→ **Your instructions**: Pick out each line of the entries below that contains the string "colored", and copy those lines in their original order.

→ **Task input**:
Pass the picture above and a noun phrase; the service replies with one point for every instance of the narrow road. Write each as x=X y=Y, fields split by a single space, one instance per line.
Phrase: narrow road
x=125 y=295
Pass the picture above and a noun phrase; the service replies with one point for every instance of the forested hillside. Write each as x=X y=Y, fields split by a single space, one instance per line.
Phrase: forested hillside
* * *
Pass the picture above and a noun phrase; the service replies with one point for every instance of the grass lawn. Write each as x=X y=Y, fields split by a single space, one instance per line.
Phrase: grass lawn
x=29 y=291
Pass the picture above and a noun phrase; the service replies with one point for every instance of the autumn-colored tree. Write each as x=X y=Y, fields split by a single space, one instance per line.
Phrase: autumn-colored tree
==
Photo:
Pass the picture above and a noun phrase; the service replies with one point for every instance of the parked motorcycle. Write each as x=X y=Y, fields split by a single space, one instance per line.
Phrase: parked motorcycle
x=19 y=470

→ **Final result**:
Pass the picture above and a noun phrase; the service replies with one point for every instance of the autumn-colored tree. Write each as x=X y=Y, fields split by a single space, one instance per line.
Phrase: autumn-colored tree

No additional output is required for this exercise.